▸ Input material
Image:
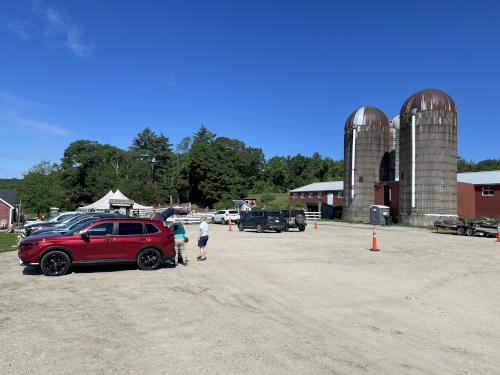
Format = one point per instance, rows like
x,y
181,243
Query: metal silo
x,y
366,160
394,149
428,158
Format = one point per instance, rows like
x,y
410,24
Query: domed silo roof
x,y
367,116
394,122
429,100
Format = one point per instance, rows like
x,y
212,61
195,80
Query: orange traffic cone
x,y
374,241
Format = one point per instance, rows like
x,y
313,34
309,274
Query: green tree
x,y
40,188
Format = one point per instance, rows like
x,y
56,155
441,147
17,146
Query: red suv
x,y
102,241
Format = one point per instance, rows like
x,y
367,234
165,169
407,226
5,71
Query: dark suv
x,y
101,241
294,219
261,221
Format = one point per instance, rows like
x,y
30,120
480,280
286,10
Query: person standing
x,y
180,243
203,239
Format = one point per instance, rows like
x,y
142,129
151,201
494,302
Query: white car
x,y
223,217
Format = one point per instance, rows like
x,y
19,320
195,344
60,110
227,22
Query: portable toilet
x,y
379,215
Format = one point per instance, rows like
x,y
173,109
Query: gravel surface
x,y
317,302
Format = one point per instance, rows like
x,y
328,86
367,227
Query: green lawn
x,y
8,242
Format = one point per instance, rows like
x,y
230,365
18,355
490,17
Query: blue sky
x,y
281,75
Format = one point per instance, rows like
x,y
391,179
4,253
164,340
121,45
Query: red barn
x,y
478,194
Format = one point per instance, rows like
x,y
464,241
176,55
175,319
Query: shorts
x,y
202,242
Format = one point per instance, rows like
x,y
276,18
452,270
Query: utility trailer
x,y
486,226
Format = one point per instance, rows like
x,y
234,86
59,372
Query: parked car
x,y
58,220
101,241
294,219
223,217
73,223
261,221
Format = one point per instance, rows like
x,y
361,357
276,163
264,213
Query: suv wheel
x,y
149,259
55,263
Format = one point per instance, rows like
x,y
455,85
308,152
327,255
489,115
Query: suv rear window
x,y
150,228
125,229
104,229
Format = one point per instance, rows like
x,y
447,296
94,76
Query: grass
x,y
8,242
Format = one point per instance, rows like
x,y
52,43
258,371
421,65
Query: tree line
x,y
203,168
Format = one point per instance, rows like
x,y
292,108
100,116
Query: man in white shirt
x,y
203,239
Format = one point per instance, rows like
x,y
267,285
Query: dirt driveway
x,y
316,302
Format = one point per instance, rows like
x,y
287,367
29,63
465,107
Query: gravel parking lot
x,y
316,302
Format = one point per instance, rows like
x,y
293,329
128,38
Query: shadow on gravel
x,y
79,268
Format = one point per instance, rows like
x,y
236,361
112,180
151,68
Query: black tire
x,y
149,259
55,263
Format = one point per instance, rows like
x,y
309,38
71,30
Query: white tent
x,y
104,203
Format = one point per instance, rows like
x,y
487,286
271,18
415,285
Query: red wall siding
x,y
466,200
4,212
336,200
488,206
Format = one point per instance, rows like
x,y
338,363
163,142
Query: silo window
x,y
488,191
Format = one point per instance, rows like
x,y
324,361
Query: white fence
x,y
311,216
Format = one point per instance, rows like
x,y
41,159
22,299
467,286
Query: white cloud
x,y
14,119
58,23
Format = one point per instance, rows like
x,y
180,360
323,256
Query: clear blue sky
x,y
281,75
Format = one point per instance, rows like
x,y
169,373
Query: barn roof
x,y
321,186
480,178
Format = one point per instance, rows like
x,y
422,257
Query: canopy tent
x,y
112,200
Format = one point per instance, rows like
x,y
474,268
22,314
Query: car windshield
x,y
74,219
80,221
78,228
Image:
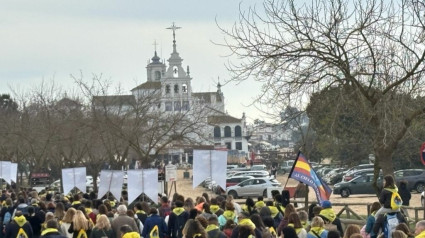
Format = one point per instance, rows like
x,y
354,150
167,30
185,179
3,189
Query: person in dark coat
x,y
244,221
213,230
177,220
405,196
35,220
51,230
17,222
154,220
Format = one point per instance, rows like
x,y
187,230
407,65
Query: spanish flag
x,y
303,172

▸ Written problem
Which lines in the items above contain the word "dark"? Return each of those lines in full.

▸ Result for this exercise
Query: dark suv
Query: person in dark coat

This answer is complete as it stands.